> [CONSIGNES]
- A) Recopiez le texte sur la résolution 1441 depuis « Ce sursis, d'autre » jusqu'à « viole la résolution 1441! » inclus, en substituant « la Maison-Blanche » à « Washington ».
- B) Prolongez le texte sur la résolution 1441 au-delà de sa dernière phrase.

> [TEXTE SOURCE]
• • • • • • •

N'oublions pas, en effet, que les cinq pays qui exercent ce « droit » s'en sont emparés grâce à leur victoire de 1945. À l'époque, non seulement les États-Unis ne volèrent pas de façon préventive au devant de leurs responsabilités militaires, mais ils attendirent de septembre 1939 au Pearl Harbor de 1941 pour se sentir concernés. Leur veto n'en fut et n'en est que plus lourd, comme cela se vérifie constamment à propos d'Israël. Or, ce veto crée au sein de l'ONU une démocratie à deux vitesses dont profitent et abusent les cinq bénéficiaires, y compris la France. En ce sens, la résolution 1441 constitue l'exemple parfait d'un résultat défendable obtenu grâce à une règle qui ne l'est pas. Les démocraties ne méritent pas la louange quand elles triomphent en lâchant des bombes atomiques sur Hiroshima et Nagasaki; elles ne peuvent pas non plus pavoiser si elles remettent le sort de l'humanité entre les mains des seuls vainqueurs de 1945.

Ce sursis, d'autre part, n'a pas complètement dissipé les équivoques. Loin de là. Les bombardements anglo-américains qui se poursuivent sur l'Irak depuis des mois et des années sans protestation des pays et des médias correspondent à la volonté de Washington et de Londres et non pas à celle de l'ONU. S'ils s'intensifient présentement et visent désormais de nouvelles cibles, ce n'est pas non plus en vertu d'un mandat onusien confié à l'aviation militaire anglo-américaine. Ils sont un prélude à l'offensive qui s'en vient et non pas la réanimation d'une résolution onusienne empoussiérée. Quand les batteries antiaériennes de l'Irak se défendent contre ces attaques, les Américains prétendent pourtant que Saddam Hussein viole la résolution 1441!

Que les Américains et leurs plus proches alliés massent déjà des troupes et de l'équipement à proximité de l'Irak confirme d'ailleurs que la résolution 1441 ne fait pas partie des préoccupations du président Bush ni de celles des premiers ministres Sharon et Blair. Voyons-y plutôt une illustration menaçante du vieil adage : « Celui qui veut tuer son chien dit qu'il a la gale ». Dès que parle Bagdad, on met en doute la sincérité de Hussein, tout comme chacun des attentats perpétrés contre Israël est imputé à Yasser Arafat. Qu'ils aient ou non la gale importe peu. Sans attendre le rapport des enquêteurs dont fait mention la résolution 1441, les États-Unis condamnent l'Irak et mettent le doigt sur la gachette. Que les inspections démontrent ou non la culpabilité de Saddam Hussein, la guerre aura lieu; le dictateur en fera les frais, mais avec lui des dizaines de milliers de civils. Même la guerre Nintendo d'il y a dix ans a coûté la vie à 200 000 Irakiens et ne cesse de coûter annuellement des milliers de vies parmi les enfants.

• • • • • • •

> [LIGNES PRÉSENTÉES]

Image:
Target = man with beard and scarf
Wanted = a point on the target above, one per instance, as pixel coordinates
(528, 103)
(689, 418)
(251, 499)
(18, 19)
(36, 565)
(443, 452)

• • • • • • •

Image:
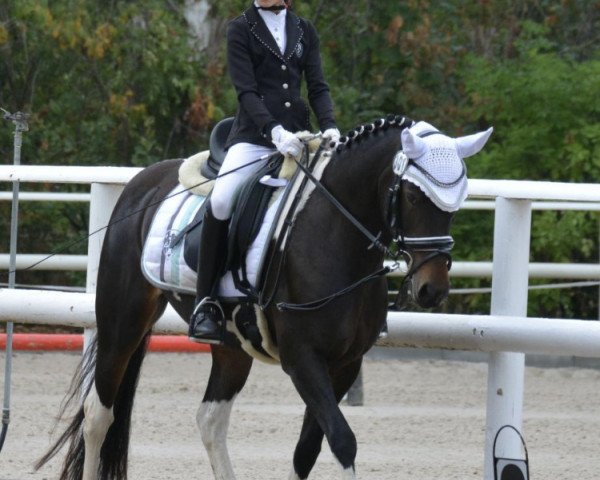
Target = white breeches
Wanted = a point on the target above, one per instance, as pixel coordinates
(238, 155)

• • • • • • •

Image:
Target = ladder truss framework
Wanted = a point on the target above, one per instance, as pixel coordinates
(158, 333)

• • • • • • •

> [RÉPONSES PAR CONSIGNE]
- A)
Ce sursis, d'autre part, n'a pas complètement dissipé les équivoques. Loin de là. Les bombardements anglo-américains qui se poursuivent sur l'Irak depuis des mois et des années sans protestation des pays et des médias correspondent à la volonté de la Maison-Blanche et de Londres et non pas à celle de l'ONU. S'ils s'intensifient présentement et visent désormais de nouvelles cibles, ce n'est pas non plus en vertu d'un mandat onusien confié à l'aviation militaire anglo-américaine. Ils sont un prélude à l'offensive qui s'en vient et non pas la réanimation d'une résolution onusienne empoussiérée. Quand les batteries antiaériennes de l'Irak se défendent contre ces attaques, les Américains prétendent pourtant que Saddam Hussein viole la résolution 1441!

- B)
Les sophistes à l'emploi de l'« axe du Bien » ont pourtant déjà entrepris leurs trop efficaces travaux de désinformation. D'après eux, la résolution de l'ONU signifie que les États-Unis et leurs alliés ont mandat, dès qu'un indice sera débusqué (ou inventé) de la mauvaise foi de Saddam Hussein, de lancer l'assaut. Une lecture plus scrupuleuse de la résolution montrerait pourtant que c'est au Conseil de sécurité d'analyser le rapport des inspecteurs et d'adopter, si nécessaire, une résolution autorisant l'intervention militaire. Pour les Américains, point n'est besoin d'une nouvelle résolution de l'ONU : la guerre se déclenche automatiquement à la moindre tricherie de Saddam Hussein. On peut penser que les mêmes sophistes ne tarderont pas à « constater » de telles entourloupettes. Quand la réplique des batteries antiaériennes irakiennes est déjà présentée comme une violation de la résolution 1441, on peut présumer qu'on « démontrera » aisément la récidive. L'administration Bush estime d'ailleurs qu'elle n'a pas à attendre un quelconque feu vert de l'ONU pour s'en prendre militairement à l'« axe du Mal ». Il suffit que, aux yeux de la présidence américaine, les intérêts américains soient menacés.

La désinformation, heureusement, parvient de moins en moins à dissimuler la véritable nature de la croisade des États-Unis, d'Israël et de l'Angleterre.

- Aucune preuve n'a été présentée d'un lien entre l'Irak et les réseaux terroristes. Aucun débordement irakien sur les pays environnants n'a été signalé depuis dix ans. Rien ne justifie la guerre, ni comme riposte contre une agression comparable à l'invasion du Koweit, ni comme mesure préventive.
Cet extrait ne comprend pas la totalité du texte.